## Begin Provided entries
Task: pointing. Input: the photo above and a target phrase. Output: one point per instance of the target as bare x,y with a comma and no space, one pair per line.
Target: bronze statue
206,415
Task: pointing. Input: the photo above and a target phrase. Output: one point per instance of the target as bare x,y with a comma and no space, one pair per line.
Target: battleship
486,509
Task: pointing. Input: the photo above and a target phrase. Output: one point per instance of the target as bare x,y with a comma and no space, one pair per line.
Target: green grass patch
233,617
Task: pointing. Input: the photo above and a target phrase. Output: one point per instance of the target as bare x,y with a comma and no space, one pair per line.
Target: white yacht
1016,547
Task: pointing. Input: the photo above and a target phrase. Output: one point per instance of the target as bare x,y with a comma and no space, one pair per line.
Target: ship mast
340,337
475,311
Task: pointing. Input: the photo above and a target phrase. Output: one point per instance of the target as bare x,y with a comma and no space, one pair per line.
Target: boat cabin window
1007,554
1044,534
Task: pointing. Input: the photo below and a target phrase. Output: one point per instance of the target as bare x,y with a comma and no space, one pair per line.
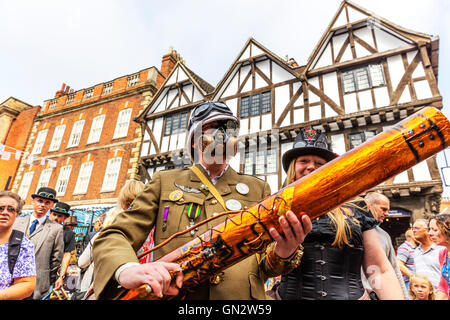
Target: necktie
33,226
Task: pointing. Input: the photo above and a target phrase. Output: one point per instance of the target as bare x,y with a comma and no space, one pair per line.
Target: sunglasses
8,208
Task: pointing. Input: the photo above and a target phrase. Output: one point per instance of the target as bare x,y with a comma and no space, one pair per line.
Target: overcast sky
82,43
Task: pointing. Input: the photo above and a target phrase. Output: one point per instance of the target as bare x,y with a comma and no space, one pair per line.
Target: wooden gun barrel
389,153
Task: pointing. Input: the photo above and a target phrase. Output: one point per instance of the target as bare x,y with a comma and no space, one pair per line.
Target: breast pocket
172,217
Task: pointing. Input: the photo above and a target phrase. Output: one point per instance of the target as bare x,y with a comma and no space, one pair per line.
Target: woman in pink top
440,234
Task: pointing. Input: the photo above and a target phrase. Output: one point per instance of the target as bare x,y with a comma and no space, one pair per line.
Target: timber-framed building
364,75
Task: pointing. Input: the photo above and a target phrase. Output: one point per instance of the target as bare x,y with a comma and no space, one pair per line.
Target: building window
25,185
44,178
359,138
175,123
75,136
63,180
52,104
57,137
363,78
111,174
40,139
96,129
83,178
256,104
70,98
123,120
107,88
88,93
133,80
261,162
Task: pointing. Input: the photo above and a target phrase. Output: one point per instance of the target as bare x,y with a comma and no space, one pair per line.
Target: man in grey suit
379,205
47,238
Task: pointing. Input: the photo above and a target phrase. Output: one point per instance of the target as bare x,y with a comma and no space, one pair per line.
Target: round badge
176,195
242,188
233,205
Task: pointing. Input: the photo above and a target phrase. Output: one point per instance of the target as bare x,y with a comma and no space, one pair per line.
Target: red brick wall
99,155
17,138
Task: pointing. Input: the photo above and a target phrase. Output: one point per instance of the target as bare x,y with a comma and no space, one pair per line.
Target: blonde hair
338,216
127,194
431,295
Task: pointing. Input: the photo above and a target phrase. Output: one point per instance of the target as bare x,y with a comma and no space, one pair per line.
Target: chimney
168,63
60,92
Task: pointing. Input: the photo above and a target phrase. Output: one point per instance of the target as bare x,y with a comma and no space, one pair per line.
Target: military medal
192,213
176,195
187,189
233,205
166,213
242,188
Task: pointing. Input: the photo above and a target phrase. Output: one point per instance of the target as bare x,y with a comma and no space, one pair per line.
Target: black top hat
61,207
309,142
46,193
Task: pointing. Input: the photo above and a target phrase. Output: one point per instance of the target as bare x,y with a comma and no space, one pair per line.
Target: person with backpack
17,259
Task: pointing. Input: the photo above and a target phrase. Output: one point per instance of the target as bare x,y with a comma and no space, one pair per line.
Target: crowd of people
342,255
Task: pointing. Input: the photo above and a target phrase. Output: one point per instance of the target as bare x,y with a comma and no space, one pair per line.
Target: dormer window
133,80
363,78
88,93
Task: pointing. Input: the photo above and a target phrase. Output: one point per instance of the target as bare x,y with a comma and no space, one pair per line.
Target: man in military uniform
177,199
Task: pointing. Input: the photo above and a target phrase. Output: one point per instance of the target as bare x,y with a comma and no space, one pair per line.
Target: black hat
61,207
309,142
46,193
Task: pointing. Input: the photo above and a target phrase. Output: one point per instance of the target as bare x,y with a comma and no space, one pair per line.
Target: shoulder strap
14,248
208,183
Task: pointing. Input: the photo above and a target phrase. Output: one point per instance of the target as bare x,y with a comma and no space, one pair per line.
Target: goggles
311,143
8,208
203,110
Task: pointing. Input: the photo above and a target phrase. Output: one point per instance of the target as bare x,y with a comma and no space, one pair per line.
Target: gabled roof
261,51
350,13
203,86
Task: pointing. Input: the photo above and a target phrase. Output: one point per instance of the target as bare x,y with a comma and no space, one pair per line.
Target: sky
46,43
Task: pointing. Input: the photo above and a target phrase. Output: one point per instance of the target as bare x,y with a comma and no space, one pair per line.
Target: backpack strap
14,248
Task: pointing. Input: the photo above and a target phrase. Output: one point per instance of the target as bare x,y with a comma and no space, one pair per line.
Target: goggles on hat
203,110
311,143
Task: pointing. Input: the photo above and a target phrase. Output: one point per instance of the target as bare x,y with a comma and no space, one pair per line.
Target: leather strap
210,186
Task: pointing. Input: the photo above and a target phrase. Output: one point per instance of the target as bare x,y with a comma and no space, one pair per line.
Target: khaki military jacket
118,243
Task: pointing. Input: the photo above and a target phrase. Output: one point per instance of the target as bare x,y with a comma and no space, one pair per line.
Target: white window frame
70,98
57,137
63,180
25,184
88,93
40,140
133,80
107,88
84,177
96,129
261,162
75,135
111,174
123,122
44,178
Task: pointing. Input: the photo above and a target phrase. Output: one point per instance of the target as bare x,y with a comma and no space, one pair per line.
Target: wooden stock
411,141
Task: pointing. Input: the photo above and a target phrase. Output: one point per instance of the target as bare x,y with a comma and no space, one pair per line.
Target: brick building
85,144
16,121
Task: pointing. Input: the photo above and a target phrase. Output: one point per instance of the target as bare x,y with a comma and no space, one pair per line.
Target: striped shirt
427,263
405,253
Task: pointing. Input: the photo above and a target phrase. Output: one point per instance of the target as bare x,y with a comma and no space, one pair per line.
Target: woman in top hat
339,243
59,213
440,234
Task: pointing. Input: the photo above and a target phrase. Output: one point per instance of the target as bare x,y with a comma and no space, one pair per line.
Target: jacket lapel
40,234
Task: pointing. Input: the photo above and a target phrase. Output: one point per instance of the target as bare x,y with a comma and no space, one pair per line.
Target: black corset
325,272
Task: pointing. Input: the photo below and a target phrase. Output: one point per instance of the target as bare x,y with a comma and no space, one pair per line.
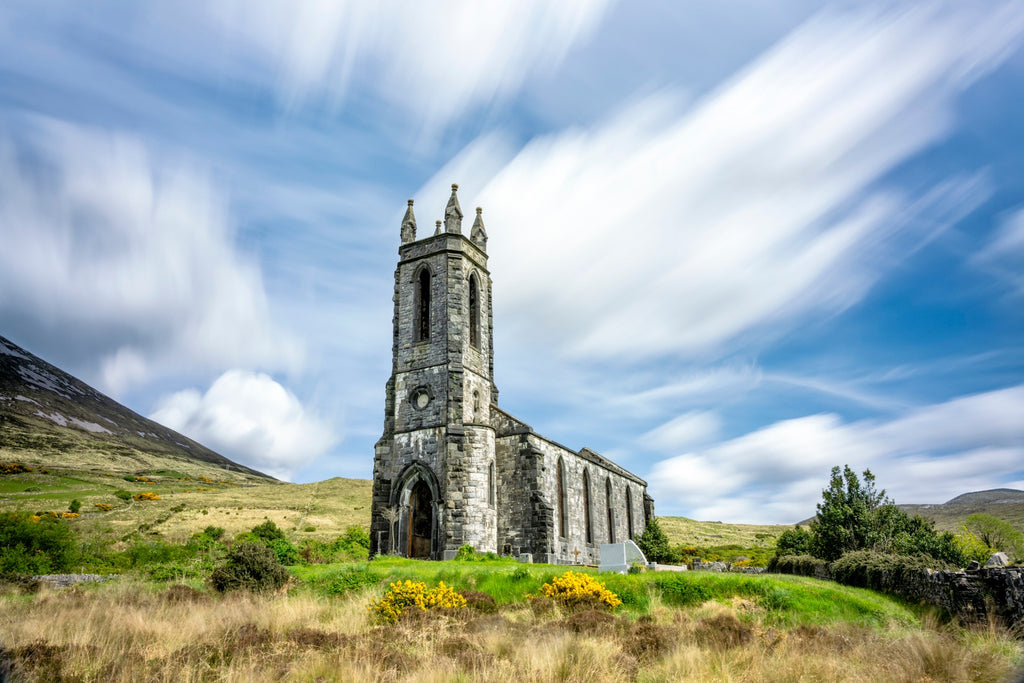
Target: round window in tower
420,397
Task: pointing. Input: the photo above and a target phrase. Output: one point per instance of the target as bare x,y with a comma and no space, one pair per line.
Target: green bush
881,571
654,544
802,565
30,546
794,542
349,579
682,591
250,566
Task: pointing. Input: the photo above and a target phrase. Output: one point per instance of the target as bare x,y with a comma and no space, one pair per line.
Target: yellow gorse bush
576,589
407,594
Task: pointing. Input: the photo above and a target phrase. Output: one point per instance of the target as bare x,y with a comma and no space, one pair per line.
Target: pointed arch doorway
421,521
417,497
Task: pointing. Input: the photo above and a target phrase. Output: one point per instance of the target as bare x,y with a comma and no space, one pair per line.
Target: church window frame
562,503
421,325
474,311
588,522
611,516
491,484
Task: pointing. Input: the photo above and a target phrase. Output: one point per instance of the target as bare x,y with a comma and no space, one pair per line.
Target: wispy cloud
132,258
251,419
927,455
760,204
435,60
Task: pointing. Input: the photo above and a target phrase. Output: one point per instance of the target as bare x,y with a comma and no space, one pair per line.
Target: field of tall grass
699,627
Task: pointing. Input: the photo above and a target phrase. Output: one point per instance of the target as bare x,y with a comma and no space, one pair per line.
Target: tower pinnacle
453,213
409,225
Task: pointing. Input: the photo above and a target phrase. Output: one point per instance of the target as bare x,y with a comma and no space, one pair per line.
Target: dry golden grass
128,632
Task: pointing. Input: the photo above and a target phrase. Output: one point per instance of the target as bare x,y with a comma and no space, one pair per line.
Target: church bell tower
434,479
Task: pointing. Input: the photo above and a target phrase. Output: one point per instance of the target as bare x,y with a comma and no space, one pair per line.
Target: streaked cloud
927,455
133,258
251,419
759,204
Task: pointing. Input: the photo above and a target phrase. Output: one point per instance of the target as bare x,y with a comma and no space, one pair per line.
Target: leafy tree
794,542
846,514
997,534
654,544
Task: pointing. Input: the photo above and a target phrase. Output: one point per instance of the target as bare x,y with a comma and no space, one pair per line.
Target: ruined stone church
454,469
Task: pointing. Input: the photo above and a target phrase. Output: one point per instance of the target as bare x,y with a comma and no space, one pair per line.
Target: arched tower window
586,507
474,312
491,484
423,305
629,512
562,507
607,501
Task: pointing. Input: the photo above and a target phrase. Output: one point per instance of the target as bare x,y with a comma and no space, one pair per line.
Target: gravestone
620,557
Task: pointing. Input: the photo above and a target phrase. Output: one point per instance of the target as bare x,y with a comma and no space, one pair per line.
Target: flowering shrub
574,589
404,595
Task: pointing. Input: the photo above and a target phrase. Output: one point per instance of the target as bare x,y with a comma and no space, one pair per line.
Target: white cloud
665,233
688,428
776,473
434,59
251,419
134,260
1004,255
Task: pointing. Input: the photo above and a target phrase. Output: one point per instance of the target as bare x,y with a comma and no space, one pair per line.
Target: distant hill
1007,504
49,418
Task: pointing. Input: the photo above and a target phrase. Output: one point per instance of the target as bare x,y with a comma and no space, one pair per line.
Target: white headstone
621,556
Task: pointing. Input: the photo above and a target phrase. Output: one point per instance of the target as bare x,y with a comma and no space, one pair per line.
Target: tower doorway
421,520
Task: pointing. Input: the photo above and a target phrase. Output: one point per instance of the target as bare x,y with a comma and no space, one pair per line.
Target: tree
654,544
997,534
846,514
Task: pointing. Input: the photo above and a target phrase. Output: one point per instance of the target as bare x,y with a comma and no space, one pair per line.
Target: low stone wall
973,596
977,596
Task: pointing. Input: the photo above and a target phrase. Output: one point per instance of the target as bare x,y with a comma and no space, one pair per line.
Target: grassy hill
49,418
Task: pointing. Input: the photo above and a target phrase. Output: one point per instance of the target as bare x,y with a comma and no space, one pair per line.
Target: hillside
49,418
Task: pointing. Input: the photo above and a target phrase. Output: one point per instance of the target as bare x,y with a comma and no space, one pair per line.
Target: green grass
780,600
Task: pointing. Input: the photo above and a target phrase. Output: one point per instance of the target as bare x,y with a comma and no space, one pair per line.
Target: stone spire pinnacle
409,225
453,213
478,235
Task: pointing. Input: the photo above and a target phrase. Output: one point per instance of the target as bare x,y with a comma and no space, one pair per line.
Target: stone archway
417,497
421,521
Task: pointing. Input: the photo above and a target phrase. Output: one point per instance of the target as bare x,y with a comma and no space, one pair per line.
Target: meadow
699,626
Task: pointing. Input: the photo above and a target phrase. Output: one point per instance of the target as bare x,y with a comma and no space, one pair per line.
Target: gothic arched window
607,502
562,507
491,484
586,507
629,512
423,305
474,312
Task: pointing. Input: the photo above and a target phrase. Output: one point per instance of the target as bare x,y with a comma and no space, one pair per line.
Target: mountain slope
49,418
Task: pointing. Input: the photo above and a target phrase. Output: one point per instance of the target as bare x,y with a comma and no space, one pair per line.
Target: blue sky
732,245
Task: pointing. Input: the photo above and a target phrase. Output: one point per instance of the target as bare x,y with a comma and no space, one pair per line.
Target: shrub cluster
881,571
250,566
408,595
574,589
35,545
802,565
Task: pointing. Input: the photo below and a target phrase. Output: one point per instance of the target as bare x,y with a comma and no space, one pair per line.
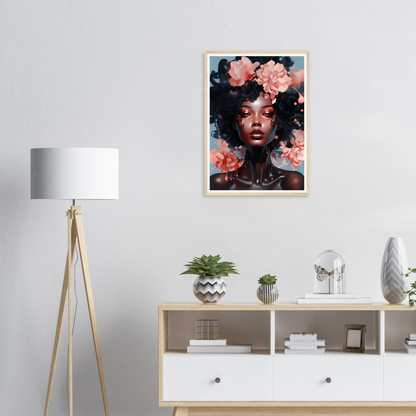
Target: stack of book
216,346
311,298
410,343
304,343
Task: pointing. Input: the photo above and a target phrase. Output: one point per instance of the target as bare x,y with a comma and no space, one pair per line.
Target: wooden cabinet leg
180,411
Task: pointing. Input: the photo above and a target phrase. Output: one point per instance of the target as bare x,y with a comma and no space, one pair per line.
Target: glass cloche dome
329,273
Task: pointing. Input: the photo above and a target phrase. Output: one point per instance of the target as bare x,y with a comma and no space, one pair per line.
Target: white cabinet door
191,377
338,377
399,378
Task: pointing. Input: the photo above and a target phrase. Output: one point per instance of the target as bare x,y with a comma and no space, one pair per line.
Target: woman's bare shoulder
220,182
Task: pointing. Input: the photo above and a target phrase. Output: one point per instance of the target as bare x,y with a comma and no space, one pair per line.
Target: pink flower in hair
274,78
297,77
241,71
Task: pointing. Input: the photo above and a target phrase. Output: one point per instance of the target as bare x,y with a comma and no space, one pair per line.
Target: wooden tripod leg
87,281
69,274
59,323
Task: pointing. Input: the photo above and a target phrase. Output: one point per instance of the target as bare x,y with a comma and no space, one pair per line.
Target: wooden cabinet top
280,306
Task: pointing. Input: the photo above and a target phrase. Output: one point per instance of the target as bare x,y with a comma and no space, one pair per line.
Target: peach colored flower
241,71
295,154
222,143
297,77
274,78
226,161
214,155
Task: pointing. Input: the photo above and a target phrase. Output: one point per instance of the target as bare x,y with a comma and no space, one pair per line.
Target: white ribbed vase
209,289
267,293
393,269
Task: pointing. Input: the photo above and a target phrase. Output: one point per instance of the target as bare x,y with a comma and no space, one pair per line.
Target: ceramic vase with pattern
209,289
393,269
267,293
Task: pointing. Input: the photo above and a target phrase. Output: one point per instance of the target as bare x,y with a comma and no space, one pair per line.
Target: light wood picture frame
256,123
354,338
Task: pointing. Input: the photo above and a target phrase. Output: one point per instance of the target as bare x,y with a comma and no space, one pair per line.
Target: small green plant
210,266
267,280
412,291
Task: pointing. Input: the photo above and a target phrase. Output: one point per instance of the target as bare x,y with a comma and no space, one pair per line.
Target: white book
335,301
300,347
304,344
207,342
220,349
319,350
410,350
331,296
303,336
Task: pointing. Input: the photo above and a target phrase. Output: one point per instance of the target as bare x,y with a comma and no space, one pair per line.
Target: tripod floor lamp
74,173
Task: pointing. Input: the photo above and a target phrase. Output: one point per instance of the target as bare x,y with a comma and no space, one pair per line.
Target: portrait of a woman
257,125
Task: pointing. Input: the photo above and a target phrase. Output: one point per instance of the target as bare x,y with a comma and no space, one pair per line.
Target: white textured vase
209,289
393,269
267,293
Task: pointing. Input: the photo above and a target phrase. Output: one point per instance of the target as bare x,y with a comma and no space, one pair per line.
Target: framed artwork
354,338
256,123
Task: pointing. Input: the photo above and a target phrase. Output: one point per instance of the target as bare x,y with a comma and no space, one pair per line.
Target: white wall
129,74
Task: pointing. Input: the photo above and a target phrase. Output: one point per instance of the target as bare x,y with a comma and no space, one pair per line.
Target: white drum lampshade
74,173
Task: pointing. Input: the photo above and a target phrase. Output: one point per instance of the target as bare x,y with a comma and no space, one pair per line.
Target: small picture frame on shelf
354,338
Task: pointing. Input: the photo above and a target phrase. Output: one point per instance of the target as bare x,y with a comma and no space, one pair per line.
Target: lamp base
75,233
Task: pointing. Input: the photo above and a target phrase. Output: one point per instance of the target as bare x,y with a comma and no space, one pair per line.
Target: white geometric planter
267,293
209,289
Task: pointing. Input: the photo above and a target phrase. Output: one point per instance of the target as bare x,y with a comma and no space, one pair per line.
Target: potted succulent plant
209,286
267,291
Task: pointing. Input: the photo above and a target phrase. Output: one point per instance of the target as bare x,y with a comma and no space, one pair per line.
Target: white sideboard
268,382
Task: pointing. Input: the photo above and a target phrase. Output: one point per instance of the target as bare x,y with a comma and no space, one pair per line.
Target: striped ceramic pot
209,289
267,293
393,269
## End Provided entries
Pull out every line above that contains the word "cabinet". Case counts, so copy only lines where the capitalization matches.

_Written answer_
Target: wooden cabinet leg
Target: white cabinet door
Target: wooden cabinet top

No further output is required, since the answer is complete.